** Opening Records for the task block **

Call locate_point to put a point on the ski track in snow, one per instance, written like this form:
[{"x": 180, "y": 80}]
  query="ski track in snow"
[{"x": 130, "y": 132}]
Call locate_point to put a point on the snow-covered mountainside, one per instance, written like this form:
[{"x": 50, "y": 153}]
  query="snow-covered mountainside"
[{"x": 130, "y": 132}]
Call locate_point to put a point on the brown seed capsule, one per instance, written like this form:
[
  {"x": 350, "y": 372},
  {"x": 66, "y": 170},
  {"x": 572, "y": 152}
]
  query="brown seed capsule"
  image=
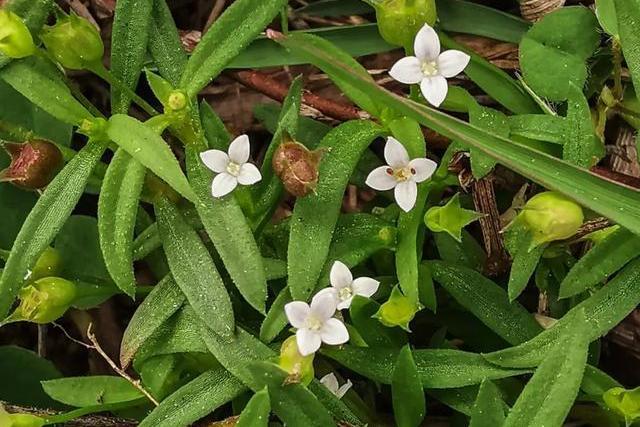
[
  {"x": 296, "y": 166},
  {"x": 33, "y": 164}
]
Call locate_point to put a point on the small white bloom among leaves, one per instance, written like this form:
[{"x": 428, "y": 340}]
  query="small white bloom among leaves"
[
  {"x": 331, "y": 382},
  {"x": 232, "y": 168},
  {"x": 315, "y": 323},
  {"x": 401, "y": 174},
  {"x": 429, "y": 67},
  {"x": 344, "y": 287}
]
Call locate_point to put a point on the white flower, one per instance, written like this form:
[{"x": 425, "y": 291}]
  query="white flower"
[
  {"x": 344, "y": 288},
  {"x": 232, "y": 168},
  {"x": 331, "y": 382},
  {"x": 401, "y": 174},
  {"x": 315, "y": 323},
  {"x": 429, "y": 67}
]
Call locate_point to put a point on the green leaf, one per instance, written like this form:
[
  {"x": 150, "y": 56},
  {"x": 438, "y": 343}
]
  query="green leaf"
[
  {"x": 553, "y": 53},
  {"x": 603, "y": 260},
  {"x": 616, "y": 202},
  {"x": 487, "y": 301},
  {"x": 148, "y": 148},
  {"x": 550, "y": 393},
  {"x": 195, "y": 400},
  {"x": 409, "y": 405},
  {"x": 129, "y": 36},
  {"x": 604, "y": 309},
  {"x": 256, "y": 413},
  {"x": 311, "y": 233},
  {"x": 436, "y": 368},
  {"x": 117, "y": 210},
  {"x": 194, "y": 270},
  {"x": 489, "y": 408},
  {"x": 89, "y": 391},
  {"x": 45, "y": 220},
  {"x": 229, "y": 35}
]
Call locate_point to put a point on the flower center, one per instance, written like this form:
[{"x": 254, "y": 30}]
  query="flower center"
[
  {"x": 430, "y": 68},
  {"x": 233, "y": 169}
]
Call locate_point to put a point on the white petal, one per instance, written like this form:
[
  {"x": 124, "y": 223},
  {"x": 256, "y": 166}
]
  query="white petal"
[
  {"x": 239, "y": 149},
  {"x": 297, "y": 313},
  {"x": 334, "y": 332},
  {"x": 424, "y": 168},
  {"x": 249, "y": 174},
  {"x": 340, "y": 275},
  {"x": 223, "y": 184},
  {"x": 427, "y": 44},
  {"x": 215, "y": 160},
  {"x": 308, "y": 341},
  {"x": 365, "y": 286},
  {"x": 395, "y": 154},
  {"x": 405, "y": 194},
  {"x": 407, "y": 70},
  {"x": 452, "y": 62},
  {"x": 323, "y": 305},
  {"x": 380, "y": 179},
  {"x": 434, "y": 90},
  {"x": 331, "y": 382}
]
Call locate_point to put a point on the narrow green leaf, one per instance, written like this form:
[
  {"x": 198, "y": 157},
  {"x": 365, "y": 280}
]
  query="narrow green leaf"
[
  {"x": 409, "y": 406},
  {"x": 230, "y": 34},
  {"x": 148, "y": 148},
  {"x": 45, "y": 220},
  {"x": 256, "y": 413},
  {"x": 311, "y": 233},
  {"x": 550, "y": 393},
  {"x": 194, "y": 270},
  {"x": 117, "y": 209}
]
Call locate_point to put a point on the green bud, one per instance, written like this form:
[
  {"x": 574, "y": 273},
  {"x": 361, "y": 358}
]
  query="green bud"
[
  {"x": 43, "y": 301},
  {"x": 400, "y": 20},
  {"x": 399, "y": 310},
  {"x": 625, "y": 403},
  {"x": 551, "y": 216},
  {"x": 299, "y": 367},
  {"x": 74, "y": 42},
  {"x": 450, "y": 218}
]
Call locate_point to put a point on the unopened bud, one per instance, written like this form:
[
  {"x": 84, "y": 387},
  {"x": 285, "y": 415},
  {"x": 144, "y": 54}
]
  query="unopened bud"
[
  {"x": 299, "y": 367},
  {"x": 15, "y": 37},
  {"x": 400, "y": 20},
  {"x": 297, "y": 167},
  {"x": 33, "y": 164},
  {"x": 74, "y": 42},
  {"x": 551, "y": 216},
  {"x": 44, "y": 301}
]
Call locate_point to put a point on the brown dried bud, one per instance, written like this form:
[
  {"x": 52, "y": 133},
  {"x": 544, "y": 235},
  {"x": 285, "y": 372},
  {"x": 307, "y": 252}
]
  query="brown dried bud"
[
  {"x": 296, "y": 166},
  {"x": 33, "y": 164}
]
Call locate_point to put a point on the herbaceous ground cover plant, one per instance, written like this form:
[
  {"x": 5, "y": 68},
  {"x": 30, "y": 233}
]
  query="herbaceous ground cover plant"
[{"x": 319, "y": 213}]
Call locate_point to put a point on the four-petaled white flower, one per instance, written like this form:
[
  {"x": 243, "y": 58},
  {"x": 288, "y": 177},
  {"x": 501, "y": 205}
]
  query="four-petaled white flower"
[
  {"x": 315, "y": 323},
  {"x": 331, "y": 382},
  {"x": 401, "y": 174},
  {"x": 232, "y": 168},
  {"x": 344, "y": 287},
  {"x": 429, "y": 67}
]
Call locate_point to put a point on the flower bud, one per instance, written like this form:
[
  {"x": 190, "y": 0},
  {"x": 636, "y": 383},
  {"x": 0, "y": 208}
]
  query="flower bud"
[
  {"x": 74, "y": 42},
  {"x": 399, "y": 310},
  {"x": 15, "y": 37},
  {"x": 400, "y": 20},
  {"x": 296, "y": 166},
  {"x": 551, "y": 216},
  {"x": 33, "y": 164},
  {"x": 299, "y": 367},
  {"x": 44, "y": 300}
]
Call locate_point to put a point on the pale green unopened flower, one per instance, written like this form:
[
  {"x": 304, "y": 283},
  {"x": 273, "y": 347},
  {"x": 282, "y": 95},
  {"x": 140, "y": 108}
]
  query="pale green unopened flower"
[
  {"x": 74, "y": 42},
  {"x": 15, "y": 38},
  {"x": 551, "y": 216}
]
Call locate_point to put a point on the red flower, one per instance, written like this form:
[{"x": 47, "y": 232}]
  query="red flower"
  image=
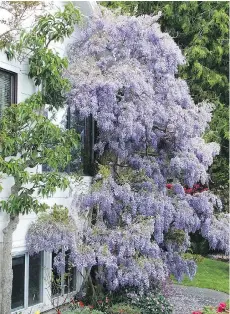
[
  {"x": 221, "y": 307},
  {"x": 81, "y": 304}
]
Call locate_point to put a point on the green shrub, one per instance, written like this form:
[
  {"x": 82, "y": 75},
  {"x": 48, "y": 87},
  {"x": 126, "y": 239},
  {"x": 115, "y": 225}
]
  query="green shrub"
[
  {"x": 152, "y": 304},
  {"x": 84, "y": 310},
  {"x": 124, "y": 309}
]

** Closing Records for the task block **

_Problem statement:_
Please copy out each line above exactly as written, but not the pictures.

_Solution:_
Call locate_point to put a point on the ski track in snow, one per instance, written like this form:
[{"x": 180, "y": 80}]
  query="ski track in snow"
[{"x": 130, "y": 132}]
Call locate_point to put a point on the snow-covered mountainside, one per instance, written like this form:
[{"x": 50, "y": 153}]
  query="snow-covered mountainside"
[{"x": 130, "y": 132}]
Call locate_point to put a point on the brown seed capsule, one per instance, written like this form:
[
  {"x": 350, "y": 372},
  {"x": 66, "y": 170},
  {"x": 572, "y": 152}
]
  query="brown seed capsule"
  image=
[
  {"x": 296, "y": 166},
  {"x": 33, "y": 164}
]
Call locate_point to put a point on the small white bloom among leaves, one per instance, written like this form:
[{"x": 428, "y": 340}]
  query="small white bloom among leaves"
[
  {"x": 331, "y": 382},
  {"x": 232, "y": 168},
  {"x": 315, "y": 323},
  {"x": 401, "y": 174},
  {"x": 429, "y": 67},
  {"x": 344, "y": 287}
]
Call locate_point to put a point on the white flower, one per instance, written like this form:
[{"x": 425, "y": 291}]
  query="white flower"
[
  {"x": 344, "y": 288},
  {"x": 232, "y": 168},
  {"x": 331, "y": 382},
  {"x": 401, "y": 174},
  {"x": 315, "y": 323},
  {"x": 429, "y": 67}
]
Call locate_point to put a point on the green leaf, one per instance, written like this form:
[
  {"x": 150, "y": 56},
  {"x": 438, "y": 343}
]
  query="green leaf"
[
  {"x": 553, "y": 53},
  {"x": 603, "y": 260},
  {"x": 616, "y": 202},
  {"x": 487, "y": 301},
  {"x": 148, "y": 148},
  {"x": 550, "y": 393},
  {"x": 195, "y": 400},
  {"x": 409, "y": 405},
  {"x": 129, "y": 36},
  {"x": 604, "y": 309},
  {"x": 256, "y": 413},
  {"x": 311, "y": 233},
  {"x": 436, "y": 368},
  {"x": 117, "y": 210},
  {"x": 194, "y": 270},
  {"x": 489, "y": 408},
  {"x": 89, "y": 391},
  {"x": 45, "y": 220},
  {"x": 229, "y": 35}
]
Call locate_point to put a point on the flower center, one per instance, written like this form:
[{"x": 254, "y": 30}]
  query="flower center"
[
  {"x": 430, "y": 68},
  {"x": 233, "y": 169}
]
Call locate_point to put a point on the white petal, one per instance, written like this form:
[
  {"x": 124, "y": 223},
  {"x": 256, "y": 166}
]
  query="white petal"
[
  {"x": 239, "y": 149},
  {"x": 297, "y": 313},
  {"x": 334, "y": 332},
  {"x": 424, "y": 168},
  {"x": 249, "y": 174},
  {"x": 340, "y": 275},
  {"x": 223, "y": 184},
  {"x": 427, "y": 44},
  {"x": 215, "y": 160},
  {"x": 308, "y": 341},
  {"x": 365, "y": 286},
  {"x": 395, "y": 154},
  {"x": 405, "y": 194},
  {"x": 407, "y": 70},
  {"x": 452, "y": 62},
  {"x": 323, "y": 305},
  {"x": 380, "y": 179},
  {"x": 434, "y": 90},
  {"x": 331, "y": 382}
]
Call locate_point to put a point on the narrow green leaf, one per instance, written like this form:
[
  {"x": 198, "y": 157},
  {"x": 365, "y": 280}
]
  query="narrow green leaf"
[
  {"x": 409, "y": 406},
  {"x": 230, "y": 34},
  {"x": 148, "y": 148},
  {"x": 45, "y": 220},
  {"x": 256, "y": 413},
  {"x": 311, "y": 233},
  {"x": 550, "y": 393},
  {"x": 194, "y": 270},
  {"x": 117, "y": 209}
]
Call locate_point to put a point on the green bud, one per instance, written like this form:
[
  {"x": 574, "y": 273},
  {"x": 361, "y": 358}
]
  query="green bud"
[
  {"x": 43, "y": 301},
  {"x": 400, "y": 20},
  {"x": 399, "y": 310},
  {"x": 625, "y": 403},
  {"x": 551, "y": 216},
  {"x": 299, "y": 367},
  {"x": 74, "y": 42},
  {"x": 450, "y": 218}
]
Call locate_point to put a point on the unopened bud, one per instance, written like this form:
[
  {"x": 84, "y": 387},
  {"x": 285, "y": 415},
  {"x": 144, "y": 54}
]
  query="unopened bud"
[
  {"x": 299, "y": 367},
  {"x": 15, "y": 37},
  {"x": 400, "y": 20},
  {"x": 297, "y": 167},
  {"x": 33, "y": 164},
  {"x": 74, "y": 42},
  {"x": 551, "y": 216},
  {"x": 44, "y": 301}
]
Call locate_point to put a point on the brown dried bud, one per instance, written like this form:
[
  {"x": 52, "y": 133},
  {"x": 544, "y": 235},
  {"x": 285, "y": 372},
  {"x": 307, "y": 252}
]
  query="brown dried bud"
[
  {"x": 296, "y": 166},
  {"x": 33, "y": 164}
]
Call locate_point to put a point on the herbaceous ground cover plant, one per instance, written like this form:
[
  {"x": 5, "y": 68},
  {"x": 30, "y": 233}
]
  query="herbaceous ground cover plant"
[{"x": 319, "y": 213}]
Call locate_point to put a point on the four-petaled white flower, one per instance, written like this form:
[
  {"x": 243, "y": 58},
  {"x": 288, "y": 177},
  {"x": 501, "y": 205}
]
  query="four-petaled white flower"
[
  {"x": 315, "y": 323},
  {"x": 331, "y": 382},
  {"x": 401, "y": 174},
  {"x": 232, "y": 168},
  {"x": 344, "y": 287},
  {"x": 429, "y": 67}
]
Call locate_point to put a point on the flower bud, one per instance, written like this form:
[
  {"x": 190, "y": 0},
  {"x": 636, "y": 383},
  {"x": 0, "y": 208}
]
  query="flower bud"
[
  {"x": 74, "y": 42},
  {"x": 399, "y": 310},
  {"x": 15, "y": 37},
  {"x": 400, "y": 20},
  {"x": 296, "y": 166},
  {"x": 551, "y": 216},
  {"x": 33, "y": 164},
  {"x": 299, "y": 367},
  {"x": 44, "y": 300}
]
Call locate_point to put a point on the pale green unopened flower, one per instance, written like this form:
[
  {"x": 304, "y": 283},
  {"x": 273, "y": 347},
  {"x": 282, "y": 95},
  {"x": 140, "y": 108}
]
  query="pale green unopened flower"
[
  {"x": 74, "y": 42},
  {"x": 15, "y": 38},
  {"x": 551, "y": 216}
]
Call locate_point to put a point on the red flower, one per instance, written like this form:
[{"x": 47, "y": 232}]
  query="red flower"
  image=
[
  {"x": 221, "y": 307},
  {"x": 81, "y": 304}
]
Call locate_point to put a point on the green shrub, one per instance, written like this form:
[
  {"x": 82, "y": 75},
  {"x": 48, "y": 87},
  {"x": 126, "y": 239},
  {"x": 115, "y": 225}
]
  query="green shrub"
[
  {"x": 152, "y": 304},
  {"x": 84, "y": 310},
  {"x": 124, "y": 309}
]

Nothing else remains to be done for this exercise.